__SET EXERCISE__
Please pull out every line below that contains the word "roof" and copy each one in full.

(Excerpts from a pointing dataset)

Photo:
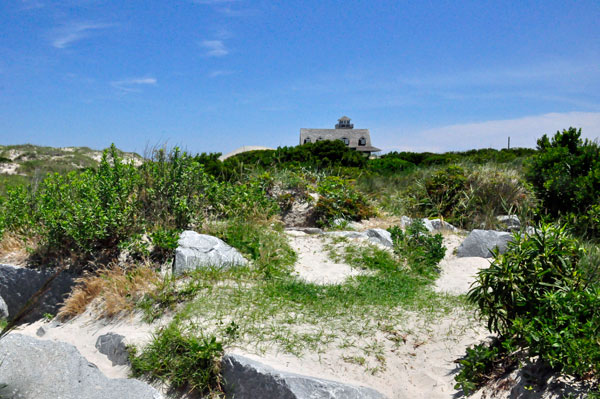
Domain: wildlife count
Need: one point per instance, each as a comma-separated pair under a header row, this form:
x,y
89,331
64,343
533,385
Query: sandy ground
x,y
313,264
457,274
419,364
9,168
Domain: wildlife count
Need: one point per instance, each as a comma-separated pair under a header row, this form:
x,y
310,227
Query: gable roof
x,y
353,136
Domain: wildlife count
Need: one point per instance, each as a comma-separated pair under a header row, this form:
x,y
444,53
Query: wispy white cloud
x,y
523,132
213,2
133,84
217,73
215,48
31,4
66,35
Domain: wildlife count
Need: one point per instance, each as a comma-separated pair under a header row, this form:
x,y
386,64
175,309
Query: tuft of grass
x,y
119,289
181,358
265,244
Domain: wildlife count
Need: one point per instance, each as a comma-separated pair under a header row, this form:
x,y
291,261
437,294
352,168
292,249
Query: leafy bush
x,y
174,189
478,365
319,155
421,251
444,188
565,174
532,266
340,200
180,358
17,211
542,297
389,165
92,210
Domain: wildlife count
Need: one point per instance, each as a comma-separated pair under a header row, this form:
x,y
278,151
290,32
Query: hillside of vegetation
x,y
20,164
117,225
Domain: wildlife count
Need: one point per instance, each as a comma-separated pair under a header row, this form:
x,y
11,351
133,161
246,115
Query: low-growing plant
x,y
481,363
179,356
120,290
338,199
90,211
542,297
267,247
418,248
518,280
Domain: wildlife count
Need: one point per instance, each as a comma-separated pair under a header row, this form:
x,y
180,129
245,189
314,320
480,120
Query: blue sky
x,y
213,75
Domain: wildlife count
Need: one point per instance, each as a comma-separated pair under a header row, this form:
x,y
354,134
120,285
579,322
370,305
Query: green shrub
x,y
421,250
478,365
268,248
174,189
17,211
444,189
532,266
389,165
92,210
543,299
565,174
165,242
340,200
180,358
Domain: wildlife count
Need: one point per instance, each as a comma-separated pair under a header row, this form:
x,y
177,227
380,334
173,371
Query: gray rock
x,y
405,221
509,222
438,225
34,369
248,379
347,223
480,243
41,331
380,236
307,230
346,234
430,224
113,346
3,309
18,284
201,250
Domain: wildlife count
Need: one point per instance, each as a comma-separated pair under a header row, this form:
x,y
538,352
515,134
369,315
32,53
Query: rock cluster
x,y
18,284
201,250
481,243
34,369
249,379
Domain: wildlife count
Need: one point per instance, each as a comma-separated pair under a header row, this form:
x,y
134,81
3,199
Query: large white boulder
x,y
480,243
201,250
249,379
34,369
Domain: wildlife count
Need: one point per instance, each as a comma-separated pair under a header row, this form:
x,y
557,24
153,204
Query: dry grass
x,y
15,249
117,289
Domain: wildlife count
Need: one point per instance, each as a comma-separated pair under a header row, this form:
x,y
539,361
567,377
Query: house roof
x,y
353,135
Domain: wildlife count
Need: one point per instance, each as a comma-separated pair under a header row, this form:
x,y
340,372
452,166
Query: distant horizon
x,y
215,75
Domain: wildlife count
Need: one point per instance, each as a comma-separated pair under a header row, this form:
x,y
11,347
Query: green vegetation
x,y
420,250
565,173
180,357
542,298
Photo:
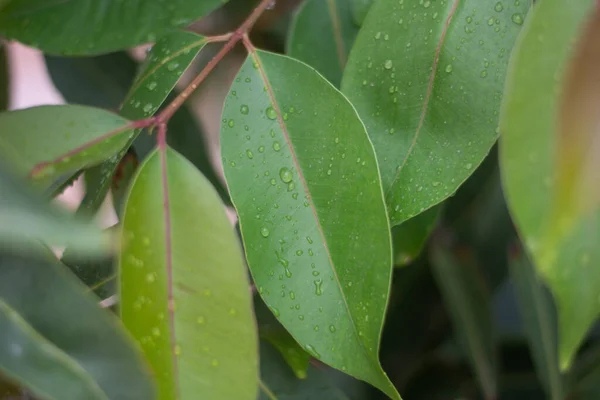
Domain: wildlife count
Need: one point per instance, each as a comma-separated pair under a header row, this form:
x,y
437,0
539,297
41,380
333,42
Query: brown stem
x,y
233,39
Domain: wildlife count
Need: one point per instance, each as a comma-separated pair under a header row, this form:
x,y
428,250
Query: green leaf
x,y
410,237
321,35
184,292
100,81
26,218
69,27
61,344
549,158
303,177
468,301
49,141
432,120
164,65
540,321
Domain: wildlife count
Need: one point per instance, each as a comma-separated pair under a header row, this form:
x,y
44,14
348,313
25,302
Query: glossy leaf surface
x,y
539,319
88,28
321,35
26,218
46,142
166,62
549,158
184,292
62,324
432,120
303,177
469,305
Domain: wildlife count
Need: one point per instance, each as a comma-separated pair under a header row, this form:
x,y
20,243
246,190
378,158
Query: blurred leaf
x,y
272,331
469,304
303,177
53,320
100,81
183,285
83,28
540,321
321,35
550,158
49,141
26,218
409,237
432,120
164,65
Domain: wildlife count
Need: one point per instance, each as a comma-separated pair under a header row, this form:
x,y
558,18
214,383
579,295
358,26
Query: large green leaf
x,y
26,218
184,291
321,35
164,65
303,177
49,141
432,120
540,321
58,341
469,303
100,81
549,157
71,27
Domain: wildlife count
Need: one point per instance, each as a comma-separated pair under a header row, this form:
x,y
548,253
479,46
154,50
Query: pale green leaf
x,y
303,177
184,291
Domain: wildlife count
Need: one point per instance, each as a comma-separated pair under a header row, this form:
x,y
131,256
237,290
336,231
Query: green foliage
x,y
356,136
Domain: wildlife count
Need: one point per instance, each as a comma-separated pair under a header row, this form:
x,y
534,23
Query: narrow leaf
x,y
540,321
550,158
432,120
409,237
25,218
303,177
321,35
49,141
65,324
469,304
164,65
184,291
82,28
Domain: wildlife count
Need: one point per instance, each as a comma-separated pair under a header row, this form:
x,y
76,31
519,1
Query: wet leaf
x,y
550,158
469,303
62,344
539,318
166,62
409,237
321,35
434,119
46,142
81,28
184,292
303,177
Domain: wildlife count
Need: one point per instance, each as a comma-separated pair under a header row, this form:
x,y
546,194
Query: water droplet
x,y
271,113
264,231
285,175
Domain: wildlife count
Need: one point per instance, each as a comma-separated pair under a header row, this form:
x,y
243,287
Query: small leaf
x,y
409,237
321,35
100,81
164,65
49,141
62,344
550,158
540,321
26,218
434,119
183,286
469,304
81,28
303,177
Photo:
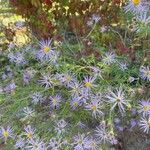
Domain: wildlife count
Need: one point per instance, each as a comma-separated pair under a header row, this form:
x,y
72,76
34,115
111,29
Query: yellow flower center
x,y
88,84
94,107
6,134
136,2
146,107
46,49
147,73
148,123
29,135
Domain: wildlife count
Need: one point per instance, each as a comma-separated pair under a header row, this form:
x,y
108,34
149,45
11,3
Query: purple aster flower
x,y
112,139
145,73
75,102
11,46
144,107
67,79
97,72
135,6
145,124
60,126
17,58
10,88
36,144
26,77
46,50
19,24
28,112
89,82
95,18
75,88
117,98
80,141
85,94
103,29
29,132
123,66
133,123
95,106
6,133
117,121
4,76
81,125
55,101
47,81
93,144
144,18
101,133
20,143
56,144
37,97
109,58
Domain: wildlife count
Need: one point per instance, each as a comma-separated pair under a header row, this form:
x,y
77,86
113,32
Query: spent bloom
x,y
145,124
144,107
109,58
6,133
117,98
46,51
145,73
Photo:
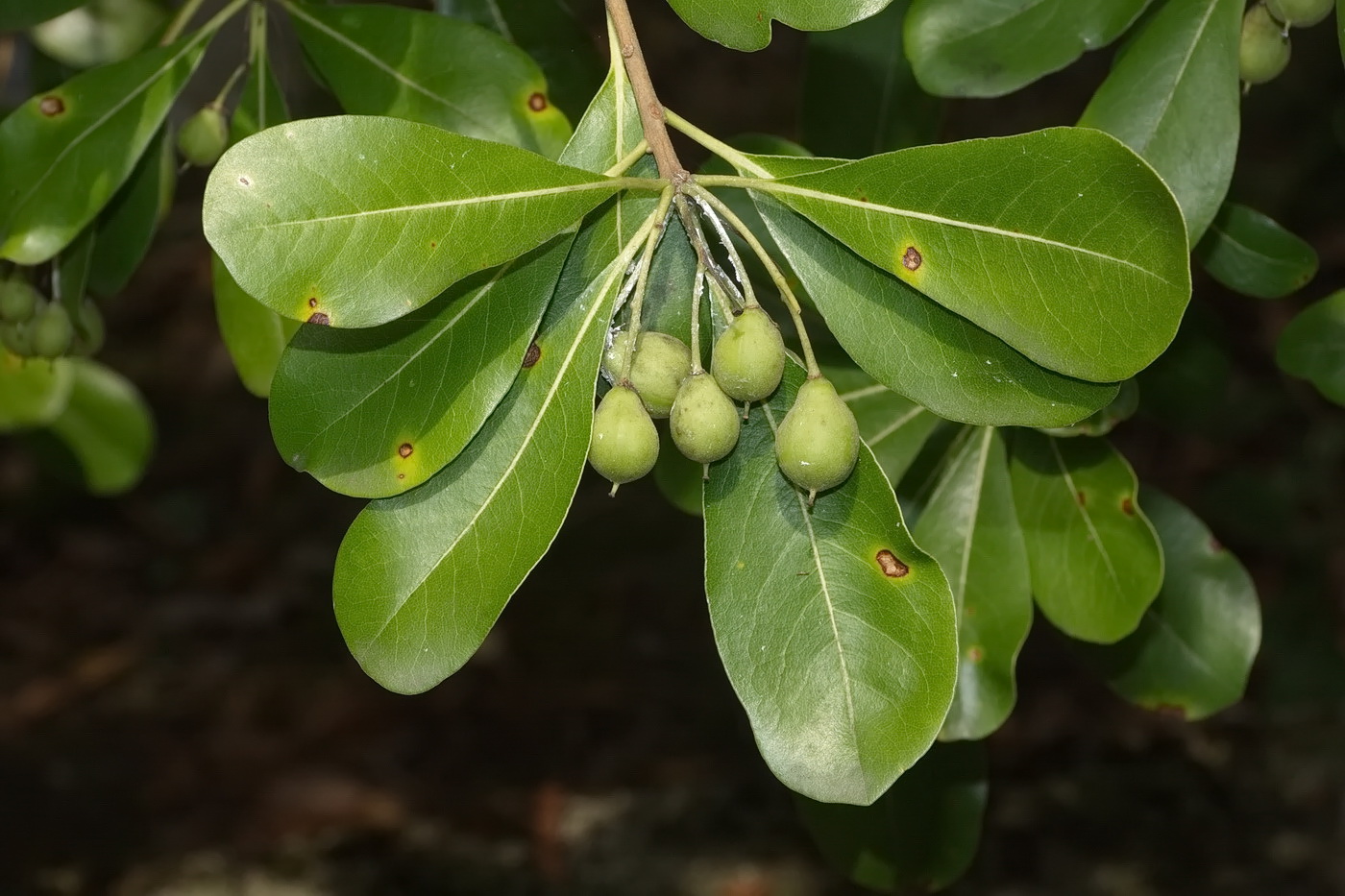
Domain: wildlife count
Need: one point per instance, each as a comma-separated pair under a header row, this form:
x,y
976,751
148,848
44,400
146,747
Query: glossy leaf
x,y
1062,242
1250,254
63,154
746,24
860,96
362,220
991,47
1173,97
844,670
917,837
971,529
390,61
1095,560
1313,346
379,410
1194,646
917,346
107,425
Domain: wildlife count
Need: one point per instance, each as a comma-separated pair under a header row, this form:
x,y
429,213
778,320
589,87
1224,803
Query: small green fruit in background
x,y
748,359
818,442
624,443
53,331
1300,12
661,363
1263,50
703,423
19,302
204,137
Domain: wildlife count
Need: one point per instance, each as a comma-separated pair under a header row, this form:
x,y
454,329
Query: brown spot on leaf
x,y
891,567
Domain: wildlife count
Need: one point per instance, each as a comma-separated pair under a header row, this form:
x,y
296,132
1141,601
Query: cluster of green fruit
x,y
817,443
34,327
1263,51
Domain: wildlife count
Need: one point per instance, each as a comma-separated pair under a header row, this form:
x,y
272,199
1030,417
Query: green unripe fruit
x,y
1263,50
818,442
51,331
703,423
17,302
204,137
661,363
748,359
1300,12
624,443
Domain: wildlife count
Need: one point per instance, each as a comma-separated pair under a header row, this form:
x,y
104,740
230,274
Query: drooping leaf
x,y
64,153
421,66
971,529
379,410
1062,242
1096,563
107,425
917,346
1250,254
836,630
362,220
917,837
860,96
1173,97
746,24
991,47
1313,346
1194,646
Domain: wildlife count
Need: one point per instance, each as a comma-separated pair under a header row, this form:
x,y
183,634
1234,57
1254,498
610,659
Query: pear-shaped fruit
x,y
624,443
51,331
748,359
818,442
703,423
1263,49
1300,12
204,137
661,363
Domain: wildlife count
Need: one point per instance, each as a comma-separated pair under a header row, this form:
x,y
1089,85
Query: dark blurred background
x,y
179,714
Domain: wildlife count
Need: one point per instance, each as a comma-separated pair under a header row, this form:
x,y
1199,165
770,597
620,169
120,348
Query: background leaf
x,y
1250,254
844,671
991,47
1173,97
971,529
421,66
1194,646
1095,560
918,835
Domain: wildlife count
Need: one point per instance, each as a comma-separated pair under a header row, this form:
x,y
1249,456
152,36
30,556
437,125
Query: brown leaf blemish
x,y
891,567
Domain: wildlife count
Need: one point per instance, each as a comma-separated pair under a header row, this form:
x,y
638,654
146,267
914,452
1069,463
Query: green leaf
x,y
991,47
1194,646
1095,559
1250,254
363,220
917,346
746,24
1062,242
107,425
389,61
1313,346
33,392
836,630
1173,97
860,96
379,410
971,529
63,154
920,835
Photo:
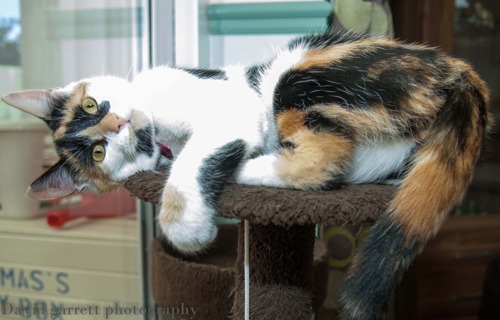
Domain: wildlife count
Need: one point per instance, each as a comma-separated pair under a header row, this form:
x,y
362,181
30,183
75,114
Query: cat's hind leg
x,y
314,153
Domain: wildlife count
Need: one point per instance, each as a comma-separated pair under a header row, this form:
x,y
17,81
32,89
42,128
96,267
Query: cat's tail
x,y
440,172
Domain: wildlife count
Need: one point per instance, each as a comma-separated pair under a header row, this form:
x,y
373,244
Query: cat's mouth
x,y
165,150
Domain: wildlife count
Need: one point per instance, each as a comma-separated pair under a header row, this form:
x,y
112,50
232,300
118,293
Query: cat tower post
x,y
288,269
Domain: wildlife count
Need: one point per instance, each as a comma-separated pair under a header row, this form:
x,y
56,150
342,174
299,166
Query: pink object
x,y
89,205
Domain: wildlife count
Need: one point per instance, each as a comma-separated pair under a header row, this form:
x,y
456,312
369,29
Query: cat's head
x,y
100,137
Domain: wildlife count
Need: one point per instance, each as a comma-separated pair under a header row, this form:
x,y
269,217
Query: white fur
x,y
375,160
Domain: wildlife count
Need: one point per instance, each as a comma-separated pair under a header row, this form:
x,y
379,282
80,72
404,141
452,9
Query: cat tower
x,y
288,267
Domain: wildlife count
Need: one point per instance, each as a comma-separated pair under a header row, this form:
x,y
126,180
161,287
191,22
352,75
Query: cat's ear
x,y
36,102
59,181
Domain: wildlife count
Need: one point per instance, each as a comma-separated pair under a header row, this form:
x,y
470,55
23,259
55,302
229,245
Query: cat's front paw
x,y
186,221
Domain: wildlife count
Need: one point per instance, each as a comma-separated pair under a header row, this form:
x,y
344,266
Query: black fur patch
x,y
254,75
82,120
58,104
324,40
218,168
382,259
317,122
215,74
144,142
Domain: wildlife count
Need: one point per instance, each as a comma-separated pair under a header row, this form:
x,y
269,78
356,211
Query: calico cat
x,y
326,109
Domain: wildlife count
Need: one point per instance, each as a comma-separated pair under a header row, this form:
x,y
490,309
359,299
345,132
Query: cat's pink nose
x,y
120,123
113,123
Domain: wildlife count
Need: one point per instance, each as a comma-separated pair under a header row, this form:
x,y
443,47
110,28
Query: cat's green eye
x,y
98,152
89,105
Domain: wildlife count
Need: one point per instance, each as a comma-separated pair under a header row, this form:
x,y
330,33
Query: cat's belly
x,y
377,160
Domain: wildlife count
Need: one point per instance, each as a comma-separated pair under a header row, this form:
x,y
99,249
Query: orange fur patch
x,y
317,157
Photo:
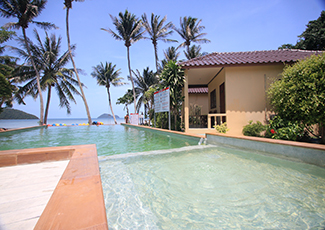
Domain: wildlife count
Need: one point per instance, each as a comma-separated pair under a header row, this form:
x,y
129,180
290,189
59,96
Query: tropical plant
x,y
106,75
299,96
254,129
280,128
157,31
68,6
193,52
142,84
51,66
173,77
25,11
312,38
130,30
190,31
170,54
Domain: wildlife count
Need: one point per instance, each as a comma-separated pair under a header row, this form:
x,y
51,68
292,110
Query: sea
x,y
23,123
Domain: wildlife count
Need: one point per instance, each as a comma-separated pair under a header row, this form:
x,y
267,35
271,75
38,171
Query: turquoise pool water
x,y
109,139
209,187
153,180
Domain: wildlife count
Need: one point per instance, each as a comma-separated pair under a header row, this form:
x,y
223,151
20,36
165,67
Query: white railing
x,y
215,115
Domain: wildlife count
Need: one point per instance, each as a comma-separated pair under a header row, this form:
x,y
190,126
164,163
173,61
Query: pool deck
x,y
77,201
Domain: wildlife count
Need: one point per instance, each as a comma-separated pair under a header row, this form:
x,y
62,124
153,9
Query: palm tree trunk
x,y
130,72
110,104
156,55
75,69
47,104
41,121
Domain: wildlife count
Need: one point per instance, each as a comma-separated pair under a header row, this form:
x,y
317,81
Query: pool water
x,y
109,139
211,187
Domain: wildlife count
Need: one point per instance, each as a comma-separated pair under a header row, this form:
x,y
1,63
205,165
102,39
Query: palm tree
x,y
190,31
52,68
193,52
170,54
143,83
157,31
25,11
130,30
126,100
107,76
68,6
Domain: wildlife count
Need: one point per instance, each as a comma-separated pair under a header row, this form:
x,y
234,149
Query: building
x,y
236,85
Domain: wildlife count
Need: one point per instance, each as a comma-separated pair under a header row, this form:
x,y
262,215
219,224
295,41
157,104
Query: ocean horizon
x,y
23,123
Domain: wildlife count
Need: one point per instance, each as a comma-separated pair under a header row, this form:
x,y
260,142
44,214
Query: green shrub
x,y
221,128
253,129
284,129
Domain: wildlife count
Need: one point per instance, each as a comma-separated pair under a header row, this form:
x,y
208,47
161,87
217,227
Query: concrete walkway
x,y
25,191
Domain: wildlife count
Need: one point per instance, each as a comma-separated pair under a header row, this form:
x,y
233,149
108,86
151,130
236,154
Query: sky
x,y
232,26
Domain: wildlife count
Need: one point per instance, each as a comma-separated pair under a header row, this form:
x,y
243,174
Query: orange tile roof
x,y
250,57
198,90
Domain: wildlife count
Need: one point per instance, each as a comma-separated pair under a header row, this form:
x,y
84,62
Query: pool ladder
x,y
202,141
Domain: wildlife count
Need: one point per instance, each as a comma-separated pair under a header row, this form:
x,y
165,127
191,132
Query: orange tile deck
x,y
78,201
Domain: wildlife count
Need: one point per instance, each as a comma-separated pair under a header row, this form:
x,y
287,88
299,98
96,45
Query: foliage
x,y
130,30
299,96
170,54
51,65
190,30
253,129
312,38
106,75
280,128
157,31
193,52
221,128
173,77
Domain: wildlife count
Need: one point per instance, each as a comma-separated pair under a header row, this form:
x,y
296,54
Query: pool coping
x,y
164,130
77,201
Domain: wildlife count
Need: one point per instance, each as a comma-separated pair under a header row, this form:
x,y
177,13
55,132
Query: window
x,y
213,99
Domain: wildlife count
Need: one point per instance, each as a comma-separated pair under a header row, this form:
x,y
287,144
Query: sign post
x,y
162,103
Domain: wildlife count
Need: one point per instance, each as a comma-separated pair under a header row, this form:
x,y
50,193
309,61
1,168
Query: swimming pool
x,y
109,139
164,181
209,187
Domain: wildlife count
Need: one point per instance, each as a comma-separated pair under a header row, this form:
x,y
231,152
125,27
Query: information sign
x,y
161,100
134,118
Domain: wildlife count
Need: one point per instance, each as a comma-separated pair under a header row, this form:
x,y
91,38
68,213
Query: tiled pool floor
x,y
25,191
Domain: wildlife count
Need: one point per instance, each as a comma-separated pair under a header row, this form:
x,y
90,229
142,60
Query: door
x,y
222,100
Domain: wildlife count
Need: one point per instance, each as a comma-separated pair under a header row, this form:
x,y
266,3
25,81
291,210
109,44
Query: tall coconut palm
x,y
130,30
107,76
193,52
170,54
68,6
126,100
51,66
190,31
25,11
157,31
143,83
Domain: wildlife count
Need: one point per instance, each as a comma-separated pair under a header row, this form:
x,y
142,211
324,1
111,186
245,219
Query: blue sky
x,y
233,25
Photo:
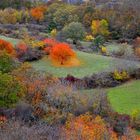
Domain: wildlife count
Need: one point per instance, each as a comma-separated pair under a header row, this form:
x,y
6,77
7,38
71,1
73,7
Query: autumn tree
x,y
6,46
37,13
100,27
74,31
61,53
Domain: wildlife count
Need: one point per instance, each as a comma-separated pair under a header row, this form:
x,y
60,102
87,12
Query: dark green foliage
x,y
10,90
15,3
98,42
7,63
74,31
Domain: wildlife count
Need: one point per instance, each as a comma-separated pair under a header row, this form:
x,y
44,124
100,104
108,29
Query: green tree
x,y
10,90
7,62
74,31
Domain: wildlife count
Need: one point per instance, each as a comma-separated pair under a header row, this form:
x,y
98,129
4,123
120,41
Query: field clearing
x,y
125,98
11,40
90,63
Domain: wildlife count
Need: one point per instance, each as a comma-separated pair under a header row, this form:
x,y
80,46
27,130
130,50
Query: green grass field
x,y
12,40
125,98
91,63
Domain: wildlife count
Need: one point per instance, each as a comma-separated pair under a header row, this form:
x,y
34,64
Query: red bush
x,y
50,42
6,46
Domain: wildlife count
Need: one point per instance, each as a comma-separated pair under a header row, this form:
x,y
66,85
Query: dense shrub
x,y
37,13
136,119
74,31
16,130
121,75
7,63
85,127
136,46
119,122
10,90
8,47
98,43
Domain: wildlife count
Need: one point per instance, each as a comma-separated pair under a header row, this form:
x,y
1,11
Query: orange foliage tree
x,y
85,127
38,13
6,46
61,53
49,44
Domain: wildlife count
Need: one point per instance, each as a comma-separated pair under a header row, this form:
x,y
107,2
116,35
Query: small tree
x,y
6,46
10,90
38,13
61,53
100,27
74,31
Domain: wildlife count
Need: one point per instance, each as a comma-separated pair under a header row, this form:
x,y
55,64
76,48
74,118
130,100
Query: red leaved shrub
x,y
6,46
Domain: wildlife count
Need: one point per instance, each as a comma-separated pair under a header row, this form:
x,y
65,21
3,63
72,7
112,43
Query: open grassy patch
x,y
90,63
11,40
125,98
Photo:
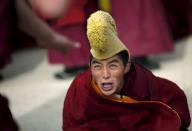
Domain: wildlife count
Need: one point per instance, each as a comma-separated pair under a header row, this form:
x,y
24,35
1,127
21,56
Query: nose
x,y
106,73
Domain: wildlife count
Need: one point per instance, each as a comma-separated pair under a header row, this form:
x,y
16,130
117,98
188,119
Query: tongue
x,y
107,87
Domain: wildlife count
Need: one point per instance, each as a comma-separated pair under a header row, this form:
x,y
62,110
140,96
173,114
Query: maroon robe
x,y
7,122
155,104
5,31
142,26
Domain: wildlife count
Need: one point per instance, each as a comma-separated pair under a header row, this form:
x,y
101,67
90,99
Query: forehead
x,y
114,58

__SOLUTION BELOW__
Query: gable roof
Query: house roof
Query: orange tile roof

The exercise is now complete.